■ WRITTEN PROBLEM ■
Every line from the one with "the white frame" to the end of the data needs to be copied exactly, and no line before it.

■ DATA LINES ■
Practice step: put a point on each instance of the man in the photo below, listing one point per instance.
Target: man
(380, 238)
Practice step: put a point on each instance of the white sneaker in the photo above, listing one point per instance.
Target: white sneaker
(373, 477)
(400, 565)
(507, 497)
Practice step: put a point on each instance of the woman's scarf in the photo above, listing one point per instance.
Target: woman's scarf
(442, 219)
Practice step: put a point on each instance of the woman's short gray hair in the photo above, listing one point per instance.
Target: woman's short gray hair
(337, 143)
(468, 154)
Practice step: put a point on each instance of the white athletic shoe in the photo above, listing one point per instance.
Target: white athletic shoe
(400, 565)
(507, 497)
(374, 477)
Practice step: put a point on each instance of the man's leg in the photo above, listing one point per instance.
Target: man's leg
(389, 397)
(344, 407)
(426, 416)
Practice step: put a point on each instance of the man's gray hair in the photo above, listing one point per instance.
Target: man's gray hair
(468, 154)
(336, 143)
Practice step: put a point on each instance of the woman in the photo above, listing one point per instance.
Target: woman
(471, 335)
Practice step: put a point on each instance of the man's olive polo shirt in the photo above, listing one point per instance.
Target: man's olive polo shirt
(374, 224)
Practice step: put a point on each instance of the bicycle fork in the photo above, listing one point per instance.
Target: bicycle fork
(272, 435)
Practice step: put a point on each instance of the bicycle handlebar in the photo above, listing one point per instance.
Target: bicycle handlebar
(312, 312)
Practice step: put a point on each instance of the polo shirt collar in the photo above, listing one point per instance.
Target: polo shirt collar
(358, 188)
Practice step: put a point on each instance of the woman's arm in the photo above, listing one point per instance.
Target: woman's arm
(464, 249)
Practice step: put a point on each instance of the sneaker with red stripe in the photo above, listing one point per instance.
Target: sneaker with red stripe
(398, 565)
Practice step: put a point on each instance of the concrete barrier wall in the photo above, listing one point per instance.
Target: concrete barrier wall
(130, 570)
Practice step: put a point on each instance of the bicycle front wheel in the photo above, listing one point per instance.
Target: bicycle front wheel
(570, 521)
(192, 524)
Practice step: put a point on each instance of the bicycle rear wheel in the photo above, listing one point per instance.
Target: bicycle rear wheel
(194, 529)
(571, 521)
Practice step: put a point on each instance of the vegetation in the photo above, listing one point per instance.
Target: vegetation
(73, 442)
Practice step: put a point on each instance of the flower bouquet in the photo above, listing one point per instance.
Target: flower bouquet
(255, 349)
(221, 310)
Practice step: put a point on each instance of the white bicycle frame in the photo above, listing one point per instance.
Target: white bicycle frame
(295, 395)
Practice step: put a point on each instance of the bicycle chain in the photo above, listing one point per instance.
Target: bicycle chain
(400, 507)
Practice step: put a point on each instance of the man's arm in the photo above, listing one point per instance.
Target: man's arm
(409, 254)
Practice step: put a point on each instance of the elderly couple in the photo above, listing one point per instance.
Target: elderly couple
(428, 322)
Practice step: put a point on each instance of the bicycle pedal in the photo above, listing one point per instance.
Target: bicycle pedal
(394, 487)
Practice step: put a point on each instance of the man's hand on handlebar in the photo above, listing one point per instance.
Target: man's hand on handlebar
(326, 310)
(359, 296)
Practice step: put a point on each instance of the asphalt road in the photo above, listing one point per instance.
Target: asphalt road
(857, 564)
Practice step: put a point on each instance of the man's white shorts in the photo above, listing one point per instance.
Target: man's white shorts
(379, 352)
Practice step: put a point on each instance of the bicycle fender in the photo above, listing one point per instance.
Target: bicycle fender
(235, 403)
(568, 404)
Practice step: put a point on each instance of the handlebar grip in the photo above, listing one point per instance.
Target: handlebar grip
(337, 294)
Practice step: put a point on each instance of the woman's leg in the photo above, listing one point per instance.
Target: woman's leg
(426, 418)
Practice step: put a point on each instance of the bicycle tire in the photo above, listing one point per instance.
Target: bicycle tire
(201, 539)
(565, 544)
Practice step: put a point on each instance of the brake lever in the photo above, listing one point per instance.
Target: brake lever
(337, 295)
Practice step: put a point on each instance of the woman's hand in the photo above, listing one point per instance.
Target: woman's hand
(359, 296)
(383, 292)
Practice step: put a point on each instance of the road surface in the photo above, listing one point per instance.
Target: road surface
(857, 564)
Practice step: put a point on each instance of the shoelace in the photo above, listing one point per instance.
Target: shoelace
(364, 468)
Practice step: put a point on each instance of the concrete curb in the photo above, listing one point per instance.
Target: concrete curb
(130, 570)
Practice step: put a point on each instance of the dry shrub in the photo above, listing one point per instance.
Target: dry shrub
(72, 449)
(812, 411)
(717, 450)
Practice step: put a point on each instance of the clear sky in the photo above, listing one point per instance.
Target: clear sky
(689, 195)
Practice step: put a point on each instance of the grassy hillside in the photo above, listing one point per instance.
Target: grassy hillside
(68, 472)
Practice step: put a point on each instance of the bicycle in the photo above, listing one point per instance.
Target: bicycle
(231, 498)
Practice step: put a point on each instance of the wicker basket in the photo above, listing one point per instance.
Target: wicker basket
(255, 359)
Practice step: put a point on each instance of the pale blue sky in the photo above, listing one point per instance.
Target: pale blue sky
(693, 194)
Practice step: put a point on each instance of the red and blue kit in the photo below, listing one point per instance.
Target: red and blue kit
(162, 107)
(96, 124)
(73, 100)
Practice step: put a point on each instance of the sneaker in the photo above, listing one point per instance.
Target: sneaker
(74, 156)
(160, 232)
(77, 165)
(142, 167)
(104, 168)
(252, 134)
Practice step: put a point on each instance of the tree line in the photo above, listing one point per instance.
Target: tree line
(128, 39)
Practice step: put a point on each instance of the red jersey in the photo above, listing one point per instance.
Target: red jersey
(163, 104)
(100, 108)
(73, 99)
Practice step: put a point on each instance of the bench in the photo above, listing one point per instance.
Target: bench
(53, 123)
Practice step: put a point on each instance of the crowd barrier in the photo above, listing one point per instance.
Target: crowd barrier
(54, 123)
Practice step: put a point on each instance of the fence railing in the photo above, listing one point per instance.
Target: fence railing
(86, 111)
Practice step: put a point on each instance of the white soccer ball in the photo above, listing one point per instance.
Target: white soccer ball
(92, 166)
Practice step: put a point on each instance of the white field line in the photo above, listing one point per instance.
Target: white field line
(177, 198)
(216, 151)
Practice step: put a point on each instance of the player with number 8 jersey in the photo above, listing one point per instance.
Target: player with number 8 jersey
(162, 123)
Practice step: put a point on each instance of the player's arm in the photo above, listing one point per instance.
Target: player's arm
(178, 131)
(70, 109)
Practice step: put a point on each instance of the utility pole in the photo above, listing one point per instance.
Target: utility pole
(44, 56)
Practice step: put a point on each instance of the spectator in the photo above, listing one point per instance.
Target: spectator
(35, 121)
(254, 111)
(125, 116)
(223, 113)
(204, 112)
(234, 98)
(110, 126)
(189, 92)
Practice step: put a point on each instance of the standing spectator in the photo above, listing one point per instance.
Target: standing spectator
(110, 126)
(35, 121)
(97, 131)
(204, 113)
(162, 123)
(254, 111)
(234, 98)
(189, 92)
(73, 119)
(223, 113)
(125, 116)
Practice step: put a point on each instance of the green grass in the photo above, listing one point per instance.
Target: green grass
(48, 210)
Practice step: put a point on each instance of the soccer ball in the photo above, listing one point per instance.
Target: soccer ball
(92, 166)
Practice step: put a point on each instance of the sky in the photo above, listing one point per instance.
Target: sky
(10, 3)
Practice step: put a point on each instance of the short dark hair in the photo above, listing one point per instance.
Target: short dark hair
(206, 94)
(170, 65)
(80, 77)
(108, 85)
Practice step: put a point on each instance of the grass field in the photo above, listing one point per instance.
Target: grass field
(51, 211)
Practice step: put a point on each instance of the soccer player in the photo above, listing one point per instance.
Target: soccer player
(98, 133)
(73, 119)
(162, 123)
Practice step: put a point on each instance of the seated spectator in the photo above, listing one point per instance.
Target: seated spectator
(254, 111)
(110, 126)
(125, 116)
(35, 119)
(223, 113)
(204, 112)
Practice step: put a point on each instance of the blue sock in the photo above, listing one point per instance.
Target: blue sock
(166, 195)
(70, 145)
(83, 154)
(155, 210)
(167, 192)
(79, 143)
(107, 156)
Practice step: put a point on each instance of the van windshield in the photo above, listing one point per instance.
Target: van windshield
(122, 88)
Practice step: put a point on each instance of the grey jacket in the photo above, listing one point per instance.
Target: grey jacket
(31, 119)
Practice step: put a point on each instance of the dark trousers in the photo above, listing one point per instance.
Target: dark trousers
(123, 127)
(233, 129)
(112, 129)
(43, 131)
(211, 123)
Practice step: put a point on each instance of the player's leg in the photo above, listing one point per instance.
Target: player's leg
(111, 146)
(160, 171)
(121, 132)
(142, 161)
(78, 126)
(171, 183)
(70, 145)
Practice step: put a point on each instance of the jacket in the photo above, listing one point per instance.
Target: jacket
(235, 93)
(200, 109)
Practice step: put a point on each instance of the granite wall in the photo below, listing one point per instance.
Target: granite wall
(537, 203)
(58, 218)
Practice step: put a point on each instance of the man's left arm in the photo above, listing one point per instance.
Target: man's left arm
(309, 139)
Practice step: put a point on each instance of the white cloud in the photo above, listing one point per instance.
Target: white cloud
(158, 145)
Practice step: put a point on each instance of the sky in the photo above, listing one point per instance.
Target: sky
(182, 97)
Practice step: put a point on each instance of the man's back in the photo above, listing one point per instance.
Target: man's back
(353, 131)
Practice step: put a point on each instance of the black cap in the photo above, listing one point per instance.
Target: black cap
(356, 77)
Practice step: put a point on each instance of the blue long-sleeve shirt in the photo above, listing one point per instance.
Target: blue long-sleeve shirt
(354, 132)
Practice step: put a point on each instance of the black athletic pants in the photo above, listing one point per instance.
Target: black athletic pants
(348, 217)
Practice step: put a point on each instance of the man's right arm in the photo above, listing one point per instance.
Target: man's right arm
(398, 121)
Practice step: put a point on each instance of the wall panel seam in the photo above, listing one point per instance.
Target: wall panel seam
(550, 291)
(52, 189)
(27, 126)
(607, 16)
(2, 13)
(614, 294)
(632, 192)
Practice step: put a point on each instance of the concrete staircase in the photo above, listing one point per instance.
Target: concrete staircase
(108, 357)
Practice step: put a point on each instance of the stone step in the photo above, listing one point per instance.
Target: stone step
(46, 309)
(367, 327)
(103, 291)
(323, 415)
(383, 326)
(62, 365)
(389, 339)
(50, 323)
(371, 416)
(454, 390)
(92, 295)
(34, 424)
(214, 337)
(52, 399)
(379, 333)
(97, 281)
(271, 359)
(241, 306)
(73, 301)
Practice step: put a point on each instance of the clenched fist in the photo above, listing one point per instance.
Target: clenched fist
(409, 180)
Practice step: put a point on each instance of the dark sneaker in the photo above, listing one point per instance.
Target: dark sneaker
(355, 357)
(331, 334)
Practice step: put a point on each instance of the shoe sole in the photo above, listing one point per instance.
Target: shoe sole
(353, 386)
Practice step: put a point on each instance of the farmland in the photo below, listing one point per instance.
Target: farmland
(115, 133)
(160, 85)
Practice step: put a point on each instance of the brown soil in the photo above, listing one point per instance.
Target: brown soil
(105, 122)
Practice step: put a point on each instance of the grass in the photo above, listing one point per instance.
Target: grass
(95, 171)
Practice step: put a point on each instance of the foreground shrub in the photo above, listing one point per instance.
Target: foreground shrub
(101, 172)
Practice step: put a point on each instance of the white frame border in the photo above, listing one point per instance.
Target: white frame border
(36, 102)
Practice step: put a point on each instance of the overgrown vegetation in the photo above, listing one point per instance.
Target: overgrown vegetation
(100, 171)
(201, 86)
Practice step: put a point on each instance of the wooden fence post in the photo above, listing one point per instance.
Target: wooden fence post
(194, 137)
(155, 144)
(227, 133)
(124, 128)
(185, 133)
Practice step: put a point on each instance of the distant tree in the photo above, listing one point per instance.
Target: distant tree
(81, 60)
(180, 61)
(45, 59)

■ WRITTEN RESPONSE ■
Practice step: put a point on each instance of the white frame border in the photo above, listing one point per instance.
Target: white frame border
(36, 102)
Practice step: put a point on each instance of the overgrown vegetation in the photo above, listing one point per instance.
Target: overgrown vegetation
(100, 171)
(201, 86)
Practice step: put a point on each instance of the wooden fence post in the photo above, listing one point per instance.
Target: wooden fence post
(194, 137)
(155, 144)
(227, 133)
(124, 128)
(185, 133)
Practice step: put a point on each instance of the distant tree in the photo above, listing one point per instance.
Target: distant tree
(81, 60)
(180, 61)
(45, 59)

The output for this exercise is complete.